IT STARTS WITH A thump, a big electronic drumbeat that gets louder and quicker as the track progresses. The music goes on, one ear-shattering beat after another, building into a frenetic crescendo. And then the relief as the first words drop. It is a speech picked up from a political rally and played over the track.
“I want to tell you something,” the line goes. “Those who find Pakistan dear. They should go to Pakistan. It won’t last for long. It won’t last for long.” The music plays this way, beat after electronic beat, interlaced with a communally-incendiary speech.
There are hundreds of such tracks, made by young DJs in small Indian towns, combining electronic music with political speeches. These tracks will be released online, shared over phones and played during political rallies and religious festivals. Very often these rallies will pass by mosques and Muslim localities and occasionally, they lead to violence.
Various cities have attempted to ban this sort of music from being played during festivals. Last year, for instance, the Vadodara police installed their own music systems in certain communally-sensitive parts to play police-approved devotional music during Ganpati Visarjan.
“We aren’t mixing these songs because we want to,” says Jainendra Kumar. “There is a demand for it. People want to listen to it.” Kumar, who goes by the moniker DJ JK Jhansi, is one of several DJs in Jhansi in Uttar Pradesh. He is in his 20s and is a part of a group of around four DJs who create these tracks. “When you live in small towns and cities, you have to understand, it is not as if you get a lot of different types of work (for DJs). You make tracks that people will want to hear.”
Kumar is hazy in his explanation of who exactly places the order for these tracks. His only explanation is that DJs like him are asked by various local groups to create tracks.

------

> _SET PROBLEM_
Return the stretch of the article on political DJ tracks that begins at the words "Kumar is hazy" and stops after "to create tracks.", copied word for word.

------

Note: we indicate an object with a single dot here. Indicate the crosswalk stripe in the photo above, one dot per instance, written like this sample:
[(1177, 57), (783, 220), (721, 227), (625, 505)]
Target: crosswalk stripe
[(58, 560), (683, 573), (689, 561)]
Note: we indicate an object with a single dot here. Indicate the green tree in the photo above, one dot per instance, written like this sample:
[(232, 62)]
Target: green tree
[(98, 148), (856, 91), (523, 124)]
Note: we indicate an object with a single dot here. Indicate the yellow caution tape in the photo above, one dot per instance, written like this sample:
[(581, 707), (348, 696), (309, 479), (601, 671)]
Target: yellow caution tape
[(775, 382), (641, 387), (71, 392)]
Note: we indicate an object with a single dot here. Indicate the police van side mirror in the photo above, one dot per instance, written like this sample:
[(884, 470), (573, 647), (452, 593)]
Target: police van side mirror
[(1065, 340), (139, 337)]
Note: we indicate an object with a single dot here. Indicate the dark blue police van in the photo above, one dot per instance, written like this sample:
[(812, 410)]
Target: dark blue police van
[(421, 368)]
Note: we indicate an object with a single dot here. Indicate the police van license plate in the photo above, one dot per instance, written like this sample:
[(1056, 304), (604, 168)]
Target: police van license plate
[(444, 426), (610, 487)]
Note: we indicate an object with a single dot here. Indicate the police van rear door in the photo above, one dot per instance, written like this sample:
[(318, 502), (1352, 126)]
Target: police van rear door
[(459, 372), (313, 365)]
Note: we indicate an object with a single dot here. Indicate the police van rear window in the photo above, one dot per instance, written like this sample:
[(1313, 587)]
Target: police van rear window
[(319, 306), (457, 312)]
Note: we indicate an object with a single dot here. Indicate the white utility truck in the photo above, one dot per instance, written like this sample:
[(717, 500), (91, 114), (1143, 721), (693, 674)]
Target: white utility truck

------

> _RESULT OF THE TASK_
Kumar is hazy in his explanation of who exactly places the order for these tracks. His only explanation is that DJs like him are asked by various local groups to create tracks.